Já o segundo filme onde vamos ver Charlotte este ano é o documentário que consagrou à mãe, Jane Birkin. Estreado no Festival de Cannes, “Jane par Charlotte” – numa clara referência ao documentário de 1988 “Jane B. for Agnes V” -, o documentário-ensaio traça um retrato de Jane Birkin longe dos padrões descritivos de uma carreira enorme, focando-se na relação mãe e filha, abalada após a morte de Kate Barry (filha de Birkin e irmã de Charlotte). Paralelamente, a própria Charlotte, em estreia na realização, lança também um olhar à forma como prepara o seu filme, transformando todo o ensaio num objeto meta-fílmico.

Jane par Charlotte

Em “Jane par Charlotte” surpreende o tom, a abordagem e a estética formal do exercício, com Charlotte a apresentar diversas conversas com a mãe em espaços de intimidade, desde uma cama à famosa casa parisiense onde Birkin viveu com Serge Gainsbourg – espaço que agora carrega as memórias de uma relação que ainda surge colada a inúmeros artefactos que se amontoam na famosa casa da Rue de Verneiul e que estão agora a ser pensadas como peças de um museu.

Charlotte, a atriz

Charlotte Gainsbourg e Catherine Deneuve em “Letra e Música

A sua ligação a Lars Von Trier (Anticristo, Melancolia e Ninfomaníaca) marca uma carreira que começou na década de 1980 impulsionada pela mãe. Em 1984, Jane Birkin, filma “O Pirata” de Jacques Doillon e incita a filha, na época com 13 anos, a surgir em “Letra e Música” de Élie Chouraqui. No ano seguinte, Jacques Doillon ofereceu-lhe algumas linhas de texto em “La Tentation d’Isabelle”, que lhe valeram a atenção de Claude Miller, que deu-lhe o papel principal em “L’Effrontée” (1985). Esse desempenho é recompensado com o César de Atriz Mais Promissora em 1986, prosseguindo a jovem a carreira agora ao lado do pai, Serge Gainsbourg, em “Charlotte for Ever” , e depois com Agnès Varda e a mãe, em 1987, em “Jane B. par Agnès V.” .

Em 1988, Claude Miller dá-lhe novamente a luz da ribalta em “A Pequena Ladra”, seguindo-se “Merci la vie” de Bertrand Blier. “Foi aqui que decidi continuar a fazer este trabalho. Antes, escondia-me atrás de pretextos. Queria ter uma boa aparência. E se eles não me oferecessem mais papéis? Isso apavorou-me. Por isso, preferi dizer que não sabia se ia continuar nesta carreira“, disse a atriz ao Le Figaro em junho de 1996.

Curiosamente, foi neste ponto que o seu caminho no cinema pareceu estagnar, mesmo voltando a reencontrar Jacques Doillon em “Amoureuse”. Apesar de em 1999 ganhar um segundo César – melhor atriz secundária – por “La Bûche”, só no novo milénio a sua carreira ganhou a luz que hoje irradia.

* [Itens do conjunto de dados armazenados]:
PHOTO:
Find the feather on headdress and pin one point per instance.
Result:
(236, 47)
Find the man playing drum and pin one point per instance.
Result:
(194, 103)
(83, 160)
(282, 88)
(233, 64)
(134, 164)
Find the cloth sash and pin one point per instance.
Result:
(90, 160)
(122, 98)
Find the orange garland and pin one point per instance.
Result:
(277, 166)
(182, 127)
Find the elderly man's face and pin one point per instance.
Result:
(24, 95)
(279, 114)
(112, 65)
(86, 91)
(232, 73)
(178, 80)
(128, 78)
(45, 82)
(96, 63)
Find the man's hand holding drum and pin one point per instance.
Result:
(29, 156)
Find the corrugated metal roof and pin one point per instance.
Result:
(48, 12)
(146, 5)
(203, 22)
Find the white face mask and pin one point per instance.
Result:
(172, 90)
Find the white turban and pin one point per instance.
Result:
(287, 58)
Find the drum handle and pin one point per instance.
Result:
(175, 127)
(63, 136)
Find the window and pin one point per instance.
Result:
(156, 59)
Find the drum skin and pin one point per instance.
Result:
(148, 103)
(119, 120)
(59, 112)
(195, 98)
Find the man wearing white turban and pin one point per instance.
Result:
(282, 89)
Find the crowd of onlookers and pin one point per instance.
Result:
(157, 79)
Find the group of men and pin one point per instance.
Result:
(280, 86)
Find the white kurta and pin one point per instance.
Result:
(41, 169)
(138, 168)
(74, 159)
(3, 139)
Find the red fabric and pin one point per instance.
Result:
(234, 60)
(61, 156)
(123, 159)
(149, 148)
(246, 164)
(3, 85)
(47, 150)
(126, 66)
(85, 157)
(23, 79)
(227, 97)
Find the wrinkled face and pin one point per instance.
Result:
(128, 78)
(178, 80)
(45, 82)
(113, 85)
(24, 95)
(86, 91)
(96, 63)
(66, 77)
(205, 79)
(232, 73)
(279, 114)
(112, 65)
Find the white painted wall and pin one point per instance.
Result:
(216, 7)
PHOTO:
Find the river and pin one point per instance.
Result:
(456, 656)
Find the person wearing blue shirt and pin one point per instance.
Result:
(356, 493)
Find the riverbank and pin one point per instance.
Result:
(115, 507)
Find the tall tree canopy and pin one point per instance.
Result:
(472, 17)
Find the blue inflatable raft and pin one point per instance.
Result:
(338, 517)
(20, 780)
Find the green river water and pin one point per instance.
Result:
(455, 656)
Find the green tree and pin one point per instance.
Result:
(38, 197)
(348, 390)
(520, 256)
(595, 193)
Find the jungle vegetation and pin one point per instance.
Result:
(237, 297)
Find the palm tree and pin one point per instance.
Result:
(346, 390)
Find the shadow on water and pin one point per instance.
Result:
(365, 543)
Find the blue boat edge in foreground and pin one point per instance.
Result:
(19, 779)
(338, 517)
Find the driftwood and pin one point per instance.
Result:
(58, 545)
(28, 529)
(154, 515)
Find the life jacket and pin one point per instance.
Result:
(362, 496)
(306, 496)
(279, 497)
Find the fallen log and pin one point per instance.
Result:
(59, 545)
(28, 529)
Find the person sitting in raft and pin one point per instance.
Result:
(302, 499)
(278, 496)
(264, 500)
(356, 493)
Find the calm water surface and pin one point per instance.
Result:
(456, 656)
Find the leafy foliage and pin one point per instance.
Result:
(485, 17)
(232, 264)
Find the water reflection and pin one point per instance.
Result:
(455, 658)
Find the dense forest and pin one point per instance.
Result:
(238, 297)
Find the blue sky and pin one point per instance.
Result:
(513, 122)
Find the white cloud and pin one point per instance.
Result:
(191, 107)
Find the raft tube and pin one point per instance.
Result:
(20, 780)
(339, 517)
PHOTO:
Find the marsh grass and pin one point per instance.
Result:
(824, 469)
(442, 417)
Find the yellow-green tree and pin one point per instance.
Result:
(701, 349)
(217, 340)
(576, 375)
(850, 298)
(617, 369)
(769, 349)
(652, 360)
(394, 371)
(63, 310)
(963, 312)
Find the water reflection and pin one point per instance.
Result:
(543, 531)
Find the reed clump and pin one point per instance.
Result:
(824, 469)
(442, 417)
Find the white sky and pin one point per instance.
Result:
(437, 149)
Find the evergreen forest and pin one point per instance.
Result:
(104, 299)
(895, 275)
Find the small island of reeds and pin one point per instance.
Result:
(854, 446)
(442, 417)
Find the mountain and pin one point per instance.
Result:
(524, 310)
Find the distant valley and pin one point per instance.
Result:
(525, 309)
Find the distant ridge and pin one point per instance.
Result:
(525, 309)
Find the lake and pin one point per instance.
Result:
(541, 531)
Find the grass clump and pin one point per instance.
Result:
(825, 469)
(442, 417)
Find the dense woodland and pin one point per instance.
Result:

* [Lista de atividades]:
[1] Cite o texto sobre Charlotte Gainsbourg desde "Em 1988, Claude" até "que hoje irradia.".
[2] Resuma o texto sobre Charlotte Gainsbourg em duas frases.
[3] Responda, com base no texto sobre Charlotte Gainsbourg, às seguintes perguntas:
(a) Em que festival estreou “Jane par Charlotte”?
(b) Que idade tinha Charlotte em 1984?
(c) Que prémio ganhou Charlotte em 1999, e por que filme?

* [Respostas do exercício]:
[1]
Em 1988, Claude Miller dá-lhe novamente a luz da ribalta em “A Pequena Ladra”, seguindo-se “Merci la vie” de Bertrand Blier. “Foi aqui que decidi continuar a fazer este trabalho. Antes, escondia-me atrás de pretextos. Queria ter uma boa aparência. E se eles não me oferecessem mais papéis? Isso apavorou-me. Por isso, preferi dizer que não sabia se ia continuar nesta carreira“, disse a atriz ao Le Figaro em junho de 1996.

Curiosamente, foi neste ponto que o seu caminho no cinema pareceu estagnar, mesmo voltando a reencontrar Jacques Doillon em “Amoureuse”. Apesar de em 1999 ganhar um segundo César – melhor atriz secundária – por “La Bûche”, só no novo milénio a sua carreira ganhou a luz que hoje irradia.

[2] O texto apresenta “Jane par Charlotte”, o documentário com que Charlotte se estreia na realização, estreado no Festival de Cannes, que retrata Jane Birkin a partir da relação entre mãe e filha, abalada pela morte de Kate Barry. Percorre também a carreira de atriz de Charlotte, iniciada na década de 1980 por impulso da mãe, distinguida com dois Césares, e que só no novo milénio ganhou a luz que hoje irradia.

[3]
(a) No Festival de Cannes.
(b) Tinha 13 anos.
(c) O César de melhor atriz secundária, por “La Bûche”.